• Task prompt
List every line of the items below that contains the string "texture", copying each line in full.
+ + +
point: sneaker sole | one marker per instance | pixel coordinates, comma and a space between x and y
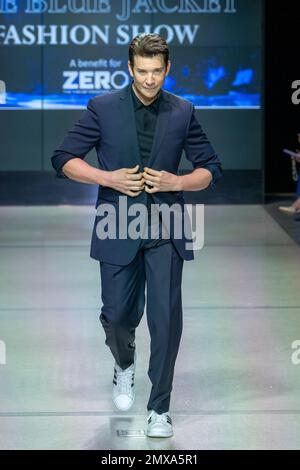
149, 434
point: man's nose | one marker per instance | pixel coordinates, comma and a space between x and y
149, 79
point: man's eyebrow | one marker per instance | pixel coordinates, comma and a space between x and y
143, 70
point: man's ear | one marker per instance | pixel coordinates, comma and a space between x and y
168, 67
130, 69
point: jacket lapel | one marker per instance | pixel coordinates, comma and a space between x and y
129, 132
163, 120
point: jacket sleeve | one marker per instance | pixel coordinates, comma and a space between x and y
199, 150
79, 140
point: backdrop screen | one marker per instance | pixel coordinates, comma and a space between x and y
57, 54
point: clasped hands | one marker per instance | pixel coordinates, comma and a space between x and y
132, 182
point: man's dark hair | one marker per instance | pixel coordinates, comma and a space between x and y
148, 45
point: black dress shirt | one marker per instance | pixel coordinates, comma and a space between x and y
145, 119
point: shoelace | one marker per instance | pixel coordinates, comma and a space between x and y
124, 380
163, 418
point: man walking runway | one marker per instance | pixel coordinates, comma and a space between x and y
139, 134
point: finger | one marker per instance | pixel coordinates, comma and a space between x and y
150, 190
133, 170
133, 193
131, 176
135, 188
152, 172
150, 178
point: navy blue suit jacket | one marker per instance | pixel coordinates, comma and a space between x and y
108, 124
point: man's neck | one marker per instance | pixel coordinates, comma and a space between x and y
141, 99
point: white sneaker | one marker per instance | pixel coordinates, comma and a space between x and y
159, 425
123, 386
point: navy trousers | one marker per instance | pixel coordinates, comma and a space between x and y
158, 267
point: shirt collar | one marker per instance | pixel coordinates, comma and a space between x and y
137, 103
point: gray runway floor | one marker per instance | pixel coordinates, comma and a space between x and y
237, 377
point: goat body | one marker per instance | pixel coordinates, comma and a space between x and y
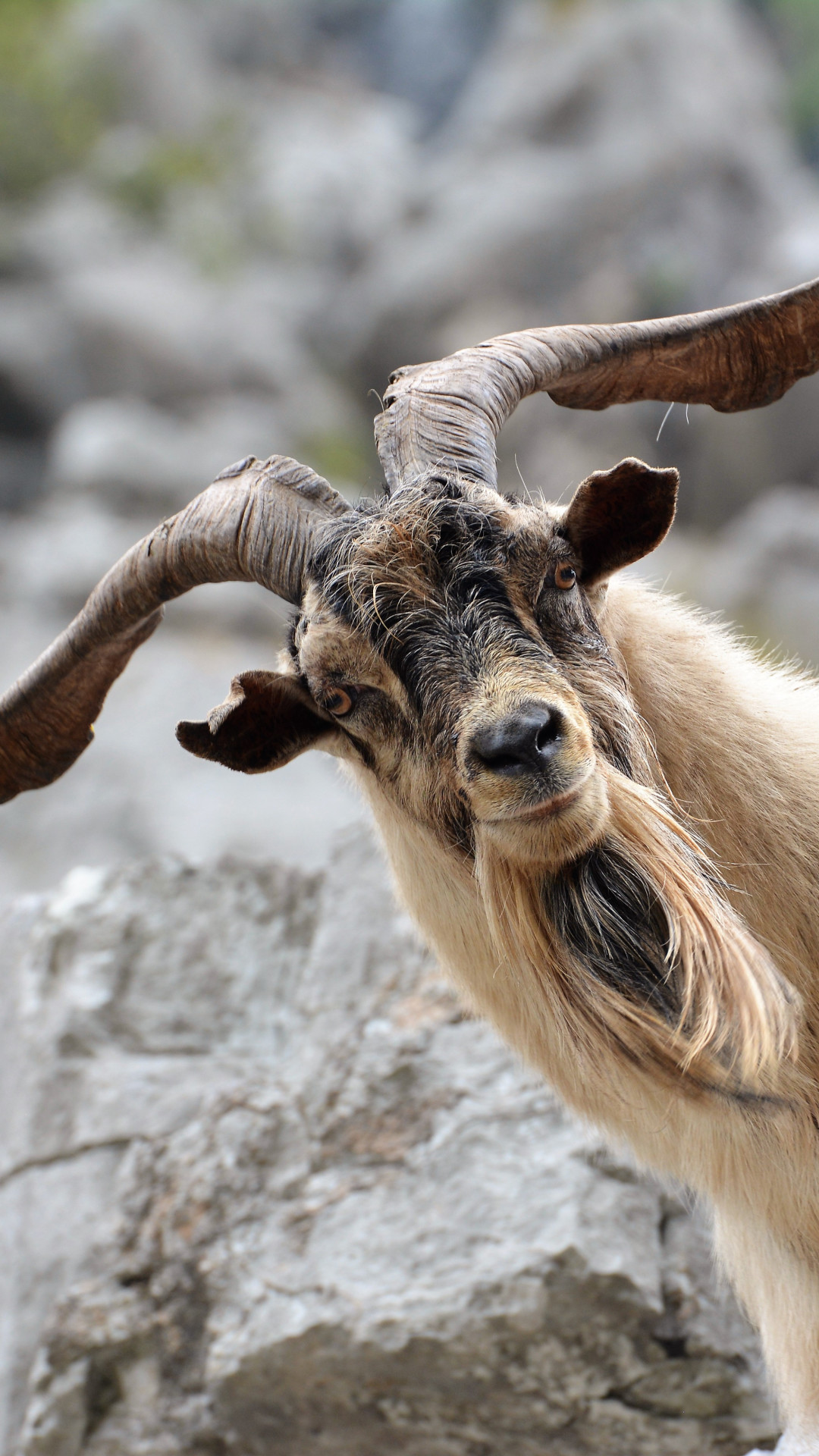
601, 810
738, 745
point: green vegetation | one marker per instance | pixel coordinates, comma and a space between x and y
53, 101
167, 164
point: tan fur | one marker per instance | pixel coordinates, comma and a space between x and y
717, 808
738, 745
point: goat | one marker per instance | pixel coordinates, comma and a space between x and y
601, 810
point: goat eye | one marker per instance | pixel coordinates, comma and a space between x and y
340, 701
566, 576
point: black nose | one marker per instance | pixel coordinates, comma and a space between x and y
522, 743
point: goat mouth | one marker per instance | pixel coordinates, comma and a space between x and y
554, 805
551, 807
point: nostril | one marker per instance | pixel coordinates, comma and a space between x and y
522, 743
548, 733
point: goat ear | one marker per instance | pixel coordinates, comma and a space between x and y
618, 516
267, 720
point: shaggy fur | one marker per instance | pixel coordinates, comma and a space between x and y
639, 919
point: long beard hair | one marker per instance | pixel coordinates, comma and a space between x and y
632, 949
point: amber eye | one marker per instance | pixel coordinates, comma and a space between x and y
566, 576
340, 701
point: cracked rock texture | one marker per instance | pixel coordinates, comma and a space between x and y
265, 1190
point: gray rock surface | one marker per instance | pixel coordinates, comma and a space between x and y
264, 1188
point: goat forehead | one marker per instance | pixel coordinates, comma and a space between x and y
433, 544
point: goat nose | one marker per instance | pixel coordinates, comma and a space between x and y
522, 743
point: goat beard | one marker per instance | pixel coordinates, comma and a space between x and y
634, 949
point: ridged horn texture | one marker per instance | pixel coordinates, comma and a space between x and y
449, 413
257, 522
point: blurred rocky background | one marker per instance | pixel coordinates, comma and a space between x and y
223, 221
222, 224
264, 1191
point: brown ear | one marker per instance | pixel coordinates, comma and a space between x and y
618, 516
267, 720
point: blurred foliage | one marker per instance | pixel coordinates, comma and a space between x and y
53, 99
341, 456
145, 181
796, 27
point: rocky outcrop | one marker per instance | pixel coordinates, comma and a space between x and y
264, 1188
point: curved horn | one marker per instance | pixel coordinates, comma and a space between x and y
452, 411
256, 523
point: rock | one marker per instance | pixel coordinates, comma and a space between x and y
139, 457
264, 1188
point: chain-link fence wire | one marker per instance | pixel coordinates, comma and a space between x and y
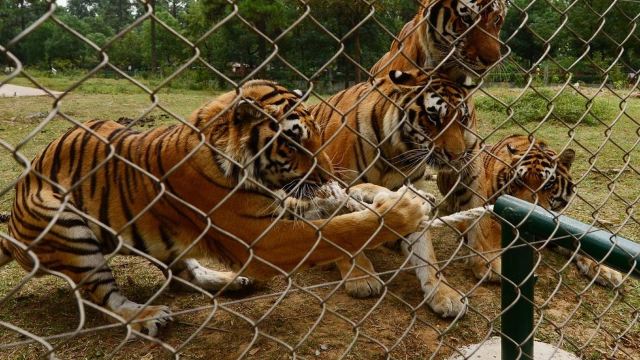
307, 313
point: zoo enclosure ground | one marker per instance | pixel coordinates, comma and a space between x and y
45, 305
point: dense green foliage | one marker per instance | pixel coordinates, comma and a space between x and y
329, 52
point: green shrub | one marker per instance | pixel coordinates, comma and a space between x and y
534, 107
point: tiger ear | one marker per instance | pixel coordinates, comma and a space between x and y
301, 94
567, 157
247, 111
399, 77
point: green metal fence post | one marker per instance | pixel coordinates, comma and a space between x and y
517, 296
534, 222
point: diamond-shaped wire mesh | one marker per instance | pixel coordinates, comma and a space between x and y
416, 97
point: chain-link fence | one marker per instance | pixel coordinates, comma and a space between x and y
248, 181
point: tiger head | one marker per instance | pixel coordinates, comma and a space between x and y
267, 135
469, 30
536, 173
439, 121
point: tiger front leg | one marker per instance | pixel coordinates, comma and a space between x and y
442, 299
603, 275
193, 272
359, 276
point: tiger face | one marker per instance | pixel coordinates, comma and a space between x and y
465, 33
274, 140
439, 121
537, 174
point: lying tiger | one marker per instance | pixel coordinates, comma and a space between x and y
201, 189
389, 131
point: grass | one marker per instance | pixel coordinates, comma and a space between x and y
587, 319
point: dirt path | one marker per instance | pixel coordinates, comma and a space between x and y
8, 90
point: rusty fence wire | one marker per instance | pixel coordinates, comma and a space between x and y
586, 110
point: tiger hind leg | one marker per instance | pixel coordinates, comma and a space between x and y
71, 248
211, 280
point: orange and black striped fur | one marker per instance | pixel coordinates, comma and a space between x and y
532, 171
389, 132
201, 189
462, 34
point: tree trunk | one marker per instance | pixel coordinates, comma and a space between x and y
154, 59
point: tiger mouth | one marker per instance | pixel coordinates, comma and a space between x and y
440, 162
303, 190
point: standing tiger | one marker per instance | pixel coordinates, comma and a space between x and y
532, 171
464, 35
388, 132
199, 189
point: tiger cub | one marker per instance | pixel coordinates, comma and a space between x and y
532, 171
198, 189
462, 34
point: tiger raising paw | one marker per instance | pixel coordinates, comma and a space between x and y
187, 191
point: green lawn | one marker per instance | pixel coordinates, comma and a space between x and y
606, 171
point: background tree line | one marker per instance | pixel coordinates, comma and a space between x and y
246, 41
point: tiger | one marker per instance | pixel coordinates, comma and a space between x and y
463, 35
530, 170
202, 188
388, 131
+ + +
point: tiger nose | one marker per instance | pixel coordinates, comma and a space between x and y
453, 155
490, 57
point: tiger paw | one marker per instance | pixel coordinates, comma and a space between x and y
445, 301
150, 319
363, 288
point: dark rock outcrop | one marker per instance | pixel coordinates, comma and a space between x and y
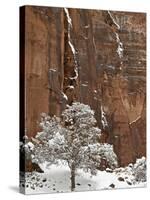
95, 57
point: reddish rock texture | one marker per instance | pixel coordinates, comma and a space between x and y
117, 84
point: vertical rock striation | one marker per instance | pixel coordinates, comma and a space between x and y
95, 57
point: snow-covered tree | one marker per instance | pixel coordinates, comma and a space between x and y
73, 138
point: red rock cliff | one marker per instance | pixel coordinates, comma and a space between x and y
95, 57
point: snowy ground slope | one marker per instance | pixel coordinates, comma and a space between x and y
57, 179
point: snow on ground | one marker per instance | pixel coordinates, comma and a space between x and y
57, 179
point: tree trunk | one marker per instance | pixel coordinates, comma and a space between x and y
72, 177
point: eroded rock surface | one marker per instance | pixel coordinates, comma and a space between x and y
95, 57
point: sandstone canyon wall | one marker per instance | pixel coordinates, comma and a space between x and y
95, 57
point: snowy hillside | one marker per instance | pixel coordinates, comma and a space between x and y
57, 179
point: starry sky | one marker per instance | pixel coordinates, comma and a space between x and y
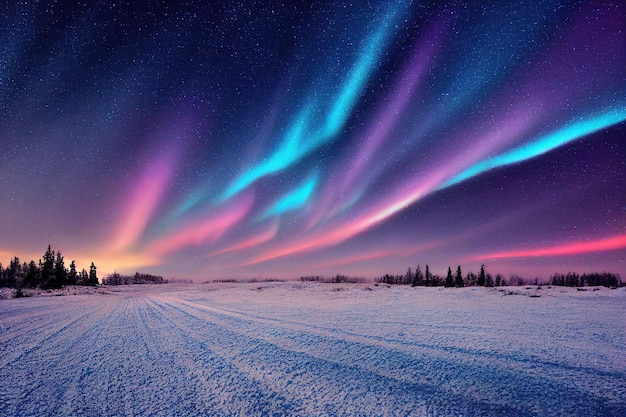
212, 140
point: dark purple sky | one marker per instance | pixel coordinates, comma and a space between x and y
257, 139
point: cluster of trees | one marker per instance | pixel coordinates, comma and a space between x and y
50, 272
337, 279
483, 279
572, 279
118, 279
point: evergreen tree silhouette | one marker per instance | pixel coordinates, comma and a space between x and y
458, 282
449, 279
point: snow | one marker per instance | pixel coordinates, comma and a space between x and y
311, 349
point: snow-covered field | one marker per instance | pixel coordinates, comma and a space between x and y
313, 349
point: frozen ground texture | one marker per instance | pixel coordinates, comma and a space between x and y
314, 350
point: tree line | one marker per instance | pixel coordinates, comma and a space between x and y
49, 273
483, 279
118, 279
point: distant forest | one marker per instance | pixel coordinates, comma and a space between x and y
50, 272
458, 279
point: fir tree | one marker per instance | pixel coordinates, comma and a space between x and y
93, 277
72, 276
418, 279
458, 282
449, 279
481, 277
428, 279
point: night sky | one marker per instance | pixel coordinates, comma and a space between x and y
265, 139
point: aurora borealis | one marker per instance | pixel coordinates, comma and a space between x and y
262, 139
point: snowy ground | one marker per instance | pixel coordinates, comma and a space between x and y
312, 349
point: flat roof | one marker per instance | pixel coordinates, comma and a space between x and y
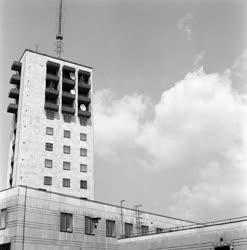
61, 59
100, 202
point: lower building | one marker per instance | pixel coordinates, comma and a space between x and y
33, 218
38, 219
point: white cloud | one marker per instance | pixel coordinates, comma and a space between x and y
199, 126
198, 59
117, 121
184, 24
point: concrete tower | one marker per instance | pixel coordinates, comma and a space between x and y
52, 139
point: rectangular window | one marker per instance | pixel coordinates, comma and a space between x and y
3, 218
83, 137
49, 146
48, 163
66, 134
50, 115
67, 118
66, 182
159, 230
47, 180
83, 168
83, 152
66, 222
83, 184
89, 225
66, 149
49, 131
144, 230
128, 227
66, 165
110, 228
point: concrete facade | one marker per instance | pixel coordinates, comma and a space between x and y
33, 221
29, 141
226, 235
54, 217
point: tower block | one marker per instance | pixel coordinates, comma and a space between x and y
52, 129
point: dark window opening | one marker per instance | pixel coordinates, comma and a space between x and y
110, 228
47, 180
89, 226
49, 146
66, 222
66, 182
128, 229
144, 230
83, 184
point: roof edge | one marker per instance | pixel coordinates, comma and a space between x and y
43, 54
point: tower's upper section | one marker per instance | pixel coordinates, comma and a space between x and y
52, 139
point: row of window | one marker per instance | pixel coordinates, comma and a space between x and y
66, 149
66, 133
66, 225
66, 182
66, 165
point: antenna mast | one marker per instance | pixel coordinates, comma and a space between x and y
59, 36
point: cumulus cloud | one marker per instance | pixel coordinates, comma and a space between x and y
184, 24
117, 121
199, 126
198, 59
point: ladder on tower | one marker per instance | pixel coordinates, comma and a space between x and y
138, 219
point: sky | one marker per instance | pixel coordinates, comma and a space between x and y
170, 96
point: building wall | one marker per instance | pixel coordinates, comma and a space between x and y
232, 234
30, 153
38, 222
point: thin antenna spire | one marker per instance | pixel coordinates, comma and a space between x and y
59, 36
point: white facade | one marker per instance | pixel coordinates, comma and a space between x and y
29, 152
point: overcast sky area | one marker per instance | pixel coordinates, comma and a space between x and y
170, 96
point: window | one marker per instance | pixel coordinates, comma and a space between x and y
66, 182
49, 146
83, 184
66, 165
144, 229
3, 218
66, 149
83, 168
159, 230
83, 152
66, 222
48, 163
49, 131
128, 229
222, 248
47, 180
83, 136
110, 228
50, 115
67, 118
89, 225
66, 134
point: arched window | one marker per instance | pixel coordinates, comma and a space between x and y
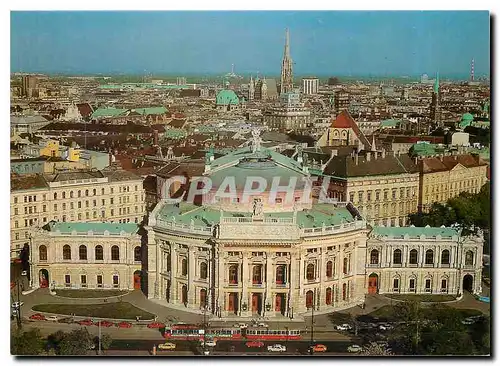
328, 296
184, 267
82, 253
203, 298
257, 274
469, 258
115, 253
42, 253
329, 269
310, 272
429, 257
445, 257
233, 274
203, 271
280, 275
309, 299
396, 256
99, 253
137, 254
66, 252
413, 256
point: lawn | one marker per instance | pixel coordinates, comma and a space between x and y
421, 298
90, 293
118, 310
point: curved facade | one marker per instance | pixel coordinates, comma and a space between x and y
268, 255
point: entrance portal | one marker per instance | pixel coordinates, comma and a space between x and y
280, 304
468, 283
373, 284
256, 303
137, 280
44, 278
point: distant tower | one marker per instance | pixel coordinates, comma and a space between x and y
+ + +
• Answer to this exercise
point: cracked rock texture | one marker per instance | pixel coordinates, comma and a space between x and y
point: ridged horn texture | one marker per instance | pixel coordinates, comma and a space between x and y
point: reddish rock texture | one marker per instance | pixel coordinates, comma and a space between x and y
point: frozen ground texture | one marker per instance | pixel coordinates, comma and a space between x and y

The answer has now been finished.